02.12.2021 Interessa-me particularmente a paranoia (e a fronteira) XVIII

 

 



I

À mulher de César - respeitável figura que costumo convocar amiúde para estas confissões - não bastava ser, tinha de parecer. Hoje, à mulher de César, não basta ser ou parecer, tem de demostrar publicamente a toda a hora, a sua casta inocência nas lides da pureza higiénica. Pompeia, se decidir participar em qualquer das fainas da cidade, deve primeiro fazer de tudo para que o outro reconheça a sua inocência.
Ontem, perto da meia-noite, no Aeroporto do Porto, um grupo de sexagenários em pré-reforma, recrutados à pressa pela empresa de segurança privada, avaliavam com a subjectividade do momento a culpa de Pompeia. Na pequena folha A4 mal dobrada, procuravam um carimbo “negativo”, uma data com validade de 48 horas, um nome, uma cara e um QR code sem equipamento para ser lido.

II

Eis o novo conceito de fronteira: um homem sexagenário, resignado, com cara de “desculpem lá estar a fazer-vos passar por isto”, a cumprir as ordens de uma endémica paranoia.  

III

Eis o novo conceito de tribunal: um laboratório efémero, feito eterno, que ocupa uma antiga tienda de souvenirs colada a uma farmácia. Culpado ou Inocente? Positivo ou Negativo? Saudável ou Leproso? Cidadão ou Apátrida?
35 euros e 1hora depois: Inocente, Negativo, Saudável e Cidadão. Por agora. Daqui a 48 horas novo julgamento.

IV
Eis um novo conceito de liberdade: ciclos de 48 horas (o tempo de um antigénio).

V

" Suíça passou a exigir teste negativo e quarentena a todos os cidadãos que viajem de Portugal, mesmo vacinados ou recuperados da covid-19, por causa da presença em território português da variante Ómicron.”
“Fechar fronteiras por variante é discriminação, dizem escritores africanos”
“Ómicron tem mais de 30 mutações e pode estar bem mais disseminada. O que se sabe sobre a nova variante?”

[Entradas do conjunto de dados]
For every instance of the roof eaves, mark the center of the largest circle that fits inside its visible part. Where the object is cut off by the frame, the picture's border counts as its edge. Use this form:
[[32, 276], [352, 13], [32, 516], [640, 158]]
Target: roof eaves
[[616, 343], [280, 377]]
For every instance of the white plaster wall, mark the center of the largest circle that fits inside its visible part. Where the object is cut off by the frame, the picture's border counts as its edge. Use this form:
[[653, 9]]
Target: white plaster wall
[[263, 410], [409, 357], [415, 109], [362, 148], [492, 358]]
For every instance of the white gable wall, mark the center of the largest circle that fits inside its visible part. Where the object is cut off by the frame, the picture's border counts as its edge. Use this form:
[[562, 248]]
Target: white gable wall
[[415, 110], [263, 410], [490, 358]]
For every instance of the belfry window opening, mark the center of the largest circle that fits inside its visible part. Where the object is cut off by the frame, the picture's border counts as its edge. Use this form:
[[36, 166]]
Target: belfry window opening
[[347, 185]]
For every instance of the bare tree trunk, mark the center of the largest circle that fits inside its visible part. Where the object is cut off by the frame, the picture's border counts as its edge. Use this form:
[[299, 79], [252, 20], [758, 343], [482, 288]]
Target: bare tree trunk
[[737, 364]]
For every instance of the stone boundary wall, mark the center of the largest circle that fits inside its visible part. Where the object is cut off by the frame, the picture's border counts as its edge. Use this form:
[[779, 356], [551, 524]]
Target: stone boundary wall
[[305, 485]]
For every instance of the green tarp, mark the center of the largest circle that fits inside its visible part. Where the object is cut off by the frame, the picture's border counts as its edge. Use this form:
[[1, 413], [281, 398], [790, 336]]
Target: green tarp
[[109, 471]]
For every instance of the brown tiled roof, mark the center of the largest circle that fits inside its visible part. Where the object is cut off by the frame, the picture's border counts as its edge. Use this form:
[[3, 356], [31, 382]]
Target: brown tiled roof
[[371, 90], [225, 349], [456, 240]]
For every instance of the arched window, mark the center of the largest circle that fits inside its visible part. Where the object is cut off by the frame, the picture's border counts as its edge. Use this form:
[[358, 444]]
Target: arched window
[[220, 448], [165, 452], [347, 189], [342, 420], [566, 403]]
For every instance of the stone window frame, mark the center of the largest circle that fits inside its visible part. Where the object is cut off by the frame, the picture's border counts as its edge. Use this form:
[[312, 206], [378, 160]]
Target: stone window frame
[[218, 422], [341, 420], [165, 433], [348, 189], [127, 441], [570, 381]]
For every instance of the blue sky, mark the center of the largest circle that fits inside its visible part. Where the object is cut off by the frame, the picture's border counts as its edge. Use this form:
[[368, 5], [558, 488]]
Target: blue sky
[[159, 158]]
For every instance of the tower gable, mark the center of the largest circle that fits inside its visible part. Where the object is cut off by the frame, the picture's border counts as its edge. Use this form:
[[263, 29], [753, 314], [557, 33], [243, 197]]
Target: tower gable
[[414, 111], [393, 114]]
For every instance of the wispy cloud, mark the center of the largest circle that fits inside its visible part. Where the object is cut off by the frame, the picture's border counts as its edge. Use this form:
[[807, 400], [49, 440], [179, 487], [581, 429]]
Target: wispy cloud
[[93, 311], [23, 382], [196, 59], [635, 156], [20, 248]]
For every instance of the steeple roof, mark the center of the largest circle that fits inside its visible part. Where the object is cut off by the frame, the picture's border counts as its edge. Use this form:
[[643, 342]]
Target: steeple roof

__OBJETIVO DA TAREFA__
Consegue transcrever, sem qualquer alteração, o trecho da crónica sobre a fronteira que vai de "Eis o novo conceito de fronteira: um" até "Cidadão ou Apátrida?"?

__RESPOSTA ABAIXO__
Eis o novo conceito de fronteira: um homem sexagenário, resignado, com cara de “desculpem lá estar a fazer-vos passar por isto”, a cumprir as ordens de uma endémica paranoia.  

III

Eis o novo conceito de tribunal: um laboratório efémero, feito eterno, que ocupa uma antiga tienda de souvenirs colada a uma farmácia. Culpado ou Inocente? Positivo ou Negativo? Saudável ou Leproso? Cidadão ou Apátrida?